### Records of labeled points
— begin —
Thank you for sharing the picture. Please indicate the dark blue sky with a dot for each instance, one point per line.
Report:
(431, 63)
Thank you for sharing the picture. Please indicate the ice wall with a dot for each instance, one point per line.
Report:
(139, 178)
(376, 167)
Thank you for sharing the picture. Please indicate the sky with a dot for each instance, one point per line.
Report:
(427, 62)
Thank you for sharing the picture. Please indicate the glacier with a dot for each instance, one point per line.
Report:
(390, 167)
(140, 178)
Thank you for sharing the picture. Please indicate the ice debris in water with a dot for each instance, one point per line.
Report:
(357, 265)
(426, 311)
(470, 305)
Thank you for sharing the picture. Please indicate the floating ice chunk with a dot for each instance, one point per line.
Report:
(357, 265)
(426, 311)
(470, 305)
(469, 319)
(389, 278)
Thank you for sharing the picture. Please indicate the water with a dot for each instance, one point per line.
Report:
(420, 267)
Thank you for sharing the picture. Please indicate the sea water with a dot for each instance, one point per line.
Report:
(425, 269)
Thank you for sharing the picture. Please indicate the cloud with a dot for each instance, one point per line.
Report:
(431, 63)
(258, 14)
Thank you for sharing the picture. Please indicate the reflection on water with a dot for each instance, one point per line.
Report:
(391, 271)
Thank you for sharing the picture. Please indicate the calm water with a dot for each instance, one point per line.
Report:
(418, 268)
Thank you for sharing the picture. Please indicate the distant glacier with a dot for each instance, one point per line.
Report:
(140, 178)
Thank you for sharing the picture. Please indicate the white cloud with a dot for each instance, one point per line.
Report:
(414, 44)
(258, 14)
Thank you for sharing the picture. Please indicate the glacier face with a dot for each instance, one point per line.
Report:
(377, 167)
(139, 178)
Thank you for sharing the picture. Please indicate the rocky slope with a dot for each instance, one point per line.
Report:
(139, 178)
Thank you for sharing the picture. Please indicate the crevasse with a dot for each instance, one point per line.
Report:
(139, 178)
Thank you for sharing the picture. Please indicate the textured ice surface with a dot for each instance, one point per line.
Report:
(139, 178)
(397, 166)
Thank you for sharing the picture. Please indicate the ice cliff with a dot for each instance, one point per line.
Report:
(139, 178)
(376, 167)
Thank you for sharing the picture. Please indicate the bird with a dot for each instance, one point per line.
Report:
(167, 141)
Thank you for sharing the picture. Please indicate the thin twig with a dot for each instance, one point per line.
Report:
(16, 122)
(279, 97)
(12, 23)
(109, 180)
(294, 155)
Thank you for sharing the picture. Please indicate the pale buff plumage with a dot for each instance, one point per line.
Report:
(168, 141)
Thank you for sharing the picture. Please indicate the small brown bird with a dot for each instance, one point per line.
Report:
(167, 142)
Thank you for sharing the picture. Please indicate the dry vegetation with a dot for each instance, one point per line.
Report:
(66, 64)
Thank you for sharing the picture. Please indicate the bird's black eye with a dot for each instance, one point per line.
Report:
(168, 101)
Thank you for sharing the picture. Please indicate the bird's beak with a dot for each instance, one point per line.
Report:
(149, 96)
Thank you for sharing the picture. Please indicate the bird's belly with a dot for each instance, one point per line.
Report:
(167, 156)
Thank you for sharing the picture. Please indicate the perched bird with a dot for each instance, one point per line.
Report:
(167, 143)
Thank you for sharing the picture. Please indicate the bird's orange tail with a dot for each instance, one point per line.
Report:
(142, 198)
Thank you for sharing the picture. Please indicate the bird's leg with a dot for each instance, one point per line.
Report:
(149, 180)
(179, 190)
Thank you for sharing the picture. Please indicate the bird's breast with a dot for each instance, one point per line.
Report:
— end —
— begin —
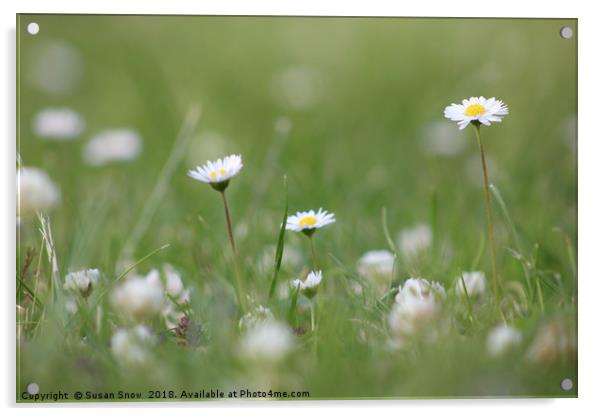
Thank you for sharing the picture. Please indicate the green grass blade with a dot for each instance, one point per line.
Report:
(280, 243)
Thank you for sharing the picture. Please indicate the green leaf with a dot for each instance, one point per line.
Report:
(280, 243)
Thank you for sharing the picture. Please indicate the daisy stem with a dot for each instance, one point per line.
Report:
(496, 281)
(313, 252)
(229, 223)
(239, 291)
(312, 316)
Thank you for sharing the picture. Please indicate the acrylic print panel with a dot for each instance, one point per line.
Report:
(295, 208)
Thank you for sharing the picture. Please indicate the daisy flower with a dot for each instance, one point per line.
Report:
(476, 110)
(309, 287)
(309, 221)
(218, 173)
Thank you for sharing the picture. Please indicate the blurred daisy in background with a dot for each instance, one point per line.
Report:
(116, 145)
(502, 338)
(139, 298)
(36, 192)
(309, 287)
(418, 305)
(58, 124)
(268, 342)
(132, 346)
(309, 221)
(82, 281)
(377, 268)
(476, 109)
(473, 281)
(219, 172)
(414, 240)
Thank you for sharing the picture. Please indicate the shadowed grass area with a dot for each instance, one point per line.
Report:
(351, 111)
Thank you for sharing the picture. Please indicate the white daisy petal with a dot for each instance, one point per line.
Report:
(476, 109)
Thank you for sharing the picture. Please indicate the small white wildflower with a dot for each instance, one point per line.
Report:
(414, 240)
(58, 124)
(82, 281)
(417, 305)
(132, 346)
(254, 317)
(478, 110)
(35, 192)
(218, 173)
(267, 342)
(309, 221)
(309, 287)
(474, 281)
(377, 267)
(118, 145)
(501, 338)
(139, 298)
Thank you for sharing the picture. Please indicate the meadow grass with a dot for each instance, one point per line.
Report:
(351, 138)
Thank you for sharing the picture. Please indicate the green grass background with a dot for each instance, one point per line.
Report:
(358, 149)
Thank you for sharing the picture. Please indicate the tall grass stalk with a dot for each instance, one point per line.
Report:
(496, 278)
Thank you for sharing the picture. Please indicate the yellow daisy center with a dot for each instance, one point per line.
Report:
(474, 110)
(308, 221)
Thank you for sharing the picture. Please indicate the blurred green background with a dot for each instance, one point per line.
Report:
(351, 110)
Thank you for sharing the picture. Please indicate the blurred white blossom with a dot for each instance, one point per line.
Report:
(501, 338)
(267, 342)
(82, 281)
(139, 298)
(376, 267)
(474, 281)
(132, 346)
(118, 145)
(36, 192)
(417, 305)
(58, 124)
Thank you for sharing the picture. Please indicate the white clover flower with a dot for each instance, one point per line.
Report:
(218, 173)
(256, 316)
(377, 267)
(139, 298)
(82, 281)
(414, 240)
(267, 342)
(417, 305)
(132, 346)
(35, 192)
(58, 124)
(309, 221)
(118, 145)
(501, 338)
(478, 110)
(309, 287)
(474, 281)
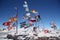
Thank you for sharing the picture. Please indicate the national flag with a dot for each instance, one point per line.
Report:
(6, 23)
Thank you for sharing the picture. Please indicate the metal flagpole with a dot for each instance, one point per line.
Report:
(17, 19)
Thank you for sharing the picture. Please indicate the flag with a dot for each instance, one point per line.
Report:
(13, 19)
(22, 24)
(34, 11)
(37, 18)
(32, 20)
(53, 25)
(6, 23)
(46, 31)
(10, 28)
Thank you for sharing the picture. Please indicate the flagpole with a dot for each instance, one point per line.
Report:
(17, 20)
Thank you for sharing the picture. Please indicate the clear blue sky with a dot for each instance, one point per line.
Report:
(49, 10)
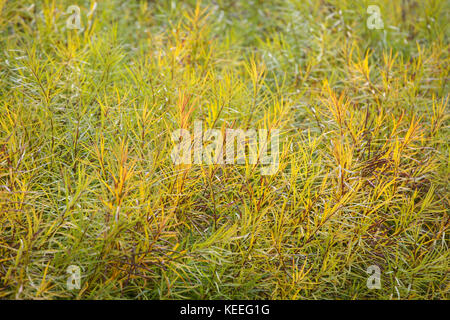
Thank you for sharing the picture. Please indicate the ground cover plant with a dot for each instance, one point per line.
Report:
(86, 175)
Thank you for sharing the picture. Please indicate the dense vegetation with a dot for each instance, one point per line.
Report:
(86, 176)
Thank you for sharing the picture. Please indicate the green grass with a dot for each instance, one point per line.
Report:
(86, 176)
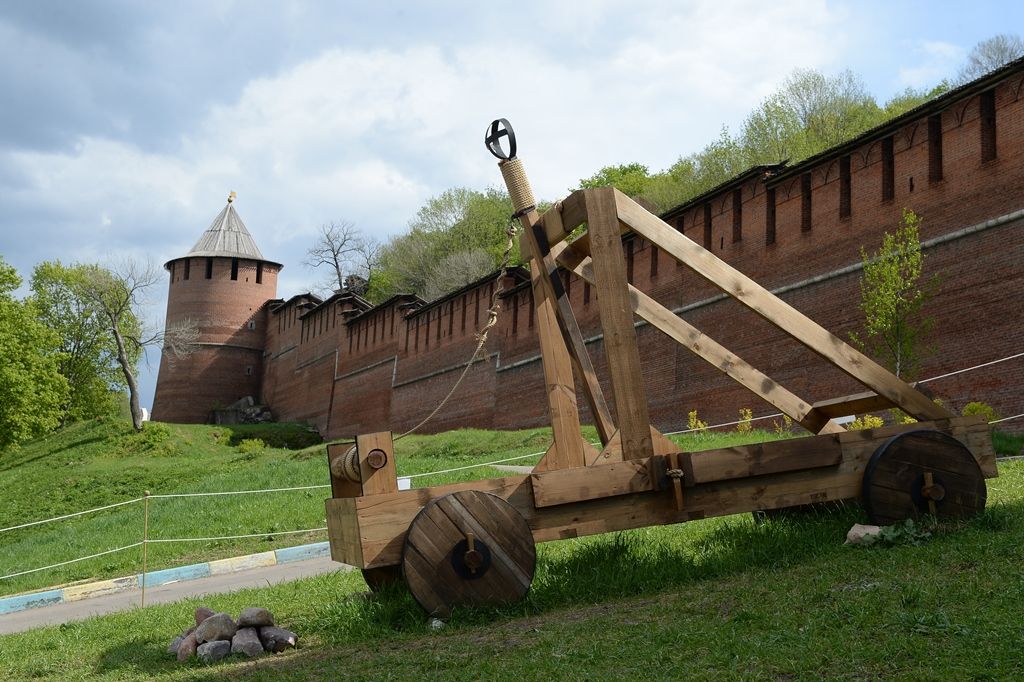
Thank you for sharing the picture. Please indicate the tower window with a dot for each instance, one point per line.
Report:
— end —
— begin —
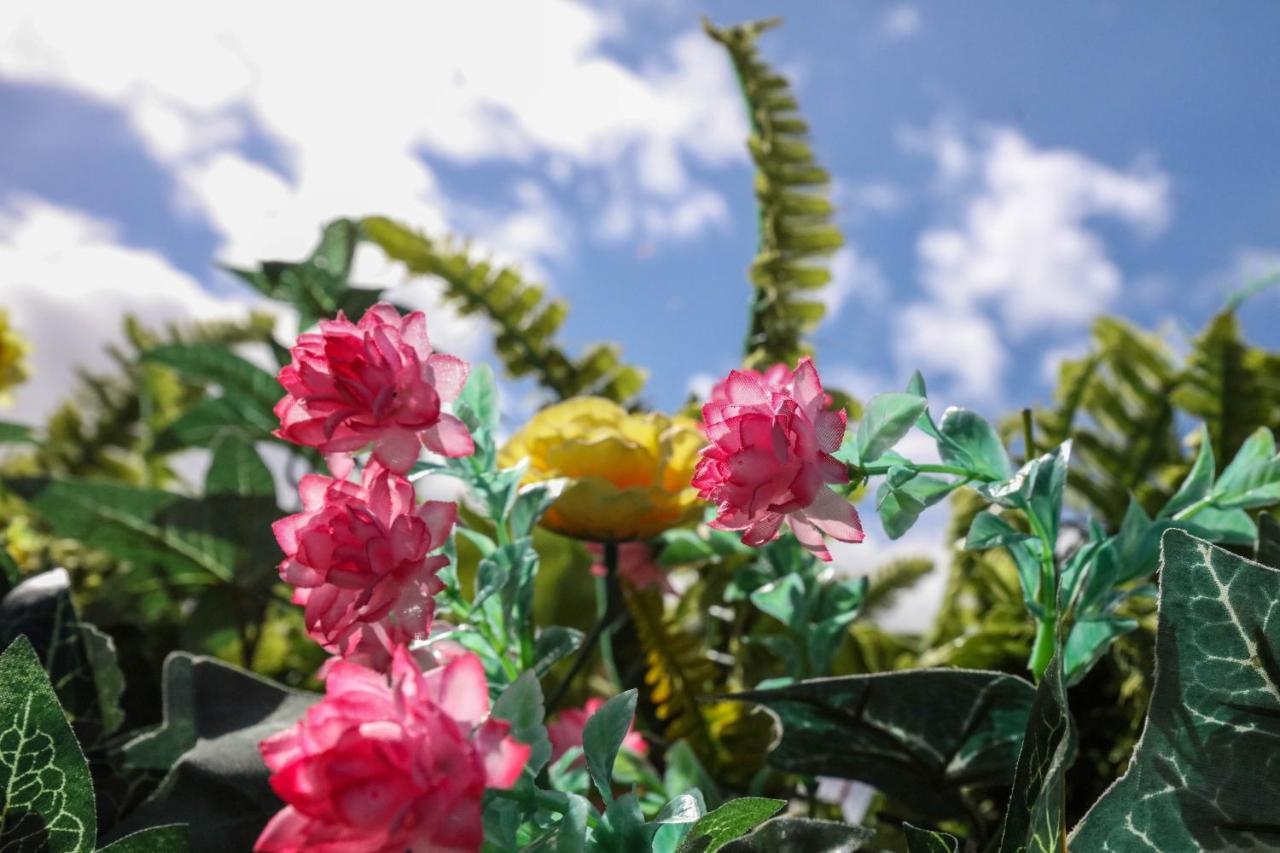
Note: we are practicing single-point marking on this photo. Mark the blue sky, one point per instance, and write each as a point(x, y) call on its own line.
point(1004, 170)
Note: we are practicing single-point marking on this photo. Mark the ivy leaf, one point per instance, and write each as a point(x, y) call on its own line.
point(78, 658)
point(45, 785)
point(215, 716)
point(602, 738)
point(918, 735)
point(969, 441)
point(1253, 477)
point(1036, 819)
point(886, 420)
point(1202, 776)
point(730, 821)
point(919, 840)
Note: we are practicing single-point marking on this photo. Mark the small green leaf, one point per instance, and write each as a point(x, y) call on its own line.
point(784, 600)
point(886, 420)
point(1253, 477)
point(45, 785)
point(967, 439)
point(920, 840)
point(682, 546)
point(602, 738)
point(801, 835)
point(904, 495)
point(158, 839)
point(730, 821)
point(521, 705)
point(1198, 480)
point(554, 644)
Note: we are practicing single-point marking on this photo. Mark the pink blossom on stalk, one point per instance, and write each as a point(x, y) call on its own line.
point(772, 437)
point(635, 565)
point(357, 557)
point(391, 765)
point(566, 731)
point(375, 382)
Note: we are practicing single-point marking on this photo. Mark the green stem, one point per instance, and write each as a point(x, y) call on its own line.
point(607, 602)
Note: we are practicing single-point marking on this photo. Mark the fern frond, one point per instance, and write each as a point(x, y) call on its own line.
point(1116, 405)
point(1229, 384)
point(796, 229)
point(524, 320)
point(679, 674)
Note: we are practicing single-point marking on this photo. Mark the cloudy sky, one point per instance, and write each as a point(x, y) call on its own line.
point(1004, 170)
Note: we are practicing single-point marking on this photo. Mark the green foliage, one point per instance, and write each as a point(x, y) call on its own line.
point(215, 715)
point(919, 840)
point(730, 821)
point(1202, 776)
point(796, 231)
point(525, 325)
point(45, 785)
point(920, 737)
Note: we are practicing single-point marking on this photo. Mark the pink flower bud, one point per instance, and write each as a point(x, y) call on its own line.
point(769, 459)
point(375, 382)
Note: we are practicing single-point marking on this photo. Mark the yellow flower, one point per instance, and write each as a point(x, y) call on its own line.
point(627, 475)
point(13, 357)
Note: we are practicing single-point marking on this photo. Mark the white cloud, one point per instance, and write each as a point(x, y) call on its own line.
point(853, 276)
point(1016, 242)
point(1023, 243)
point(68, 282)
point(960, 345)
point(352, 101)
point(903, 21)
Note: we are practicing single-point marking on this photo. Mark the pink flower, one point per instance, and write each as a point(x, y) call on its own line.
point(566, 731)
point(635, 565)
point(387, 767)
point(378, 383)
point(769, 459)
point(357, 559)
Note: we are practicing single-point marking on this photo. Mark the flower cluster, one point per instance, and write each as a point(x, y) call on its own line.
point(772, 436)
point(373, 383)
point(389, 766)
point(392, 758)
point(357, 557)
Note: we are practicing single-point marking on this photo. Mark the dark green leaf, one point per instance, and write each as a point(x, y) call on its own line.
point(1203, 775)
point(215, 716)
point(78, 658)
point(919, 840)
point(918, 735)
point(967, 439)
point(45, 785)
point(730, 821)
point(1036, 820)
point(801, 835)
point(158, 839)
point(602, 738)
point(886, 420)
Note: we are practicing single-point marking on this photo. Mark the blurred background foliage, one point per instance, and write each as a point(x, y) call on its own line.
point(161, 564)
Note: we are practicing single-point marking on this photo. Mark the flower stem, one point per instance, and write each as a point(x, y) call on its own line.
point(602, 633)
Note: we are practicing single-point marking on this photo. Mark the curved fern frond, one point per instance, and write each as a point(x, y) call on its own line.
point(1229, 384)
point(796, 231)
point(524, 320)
— end —
List every line of the material that contains the word "glacier", with case counting.

### THE ANSWER
Thank you for sharing the picture. Please indicate the glacier with a dot for each instance, one point per line.
Thank you for sharing the picture. Please indicate the distant glacier with a dot for each instance, one point per line.
Thank you for sharing the picture. Please indicate the glacier face with a dot for each instance, one point per line.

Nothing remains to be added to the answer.